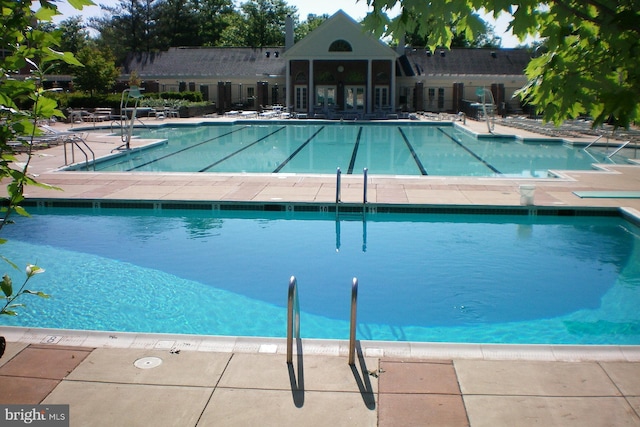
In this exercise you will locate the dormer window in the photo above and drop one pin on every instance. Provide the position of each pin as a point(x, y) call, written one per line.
point(340, 46)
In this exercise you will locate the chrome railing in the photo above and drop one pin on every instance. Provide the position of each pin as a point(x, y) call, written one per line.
point(352, 334)
point(293, 317)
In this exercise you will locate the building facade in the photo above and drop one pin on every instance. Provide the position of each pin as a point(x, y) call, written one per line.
point(338, 70)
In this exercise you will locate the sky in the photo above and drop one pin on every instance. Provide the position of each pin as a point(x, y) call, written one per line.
point(356, 9)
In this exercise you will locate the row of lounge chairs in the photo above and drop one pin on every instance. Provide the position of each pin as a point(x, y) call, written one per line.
point(47, 137)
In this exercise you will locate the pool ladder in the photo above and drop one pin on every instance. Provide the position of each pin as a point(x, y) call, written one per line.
point(293, 319)
point(365, 172)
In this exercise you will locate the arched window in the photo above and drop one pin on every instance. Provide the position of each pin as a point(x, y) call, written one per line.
point(340, 46)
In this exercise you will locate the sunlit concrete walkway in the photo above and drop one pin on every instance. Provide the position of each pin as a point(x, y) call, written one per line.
point(141, 380)
point(112, 379)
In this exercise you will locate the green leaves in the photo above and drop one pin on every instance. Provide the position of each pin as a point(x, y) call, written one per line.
point(7, 286)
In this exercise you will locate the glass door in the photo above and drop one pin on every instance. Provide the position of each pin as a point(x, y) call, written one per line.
point(325, 98)
point(354, 99)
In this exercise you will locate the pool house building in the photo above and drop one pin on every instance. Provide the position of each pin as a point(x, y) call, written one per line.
point(337, 70)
□ □ □ □ □
● **What is required**
Copy everything from the line containing "In this exercise you will locate the pool house" down to the end of the items, replacing "pool house building" with "cabana" and leaving all else unchanged.

● **Solved exercise**
In this exercise you will locate the cabana in the photo above and drop one pin on every instance. Provide the position of each pin as a point(x, y) call, written one per line.
point(337, 70)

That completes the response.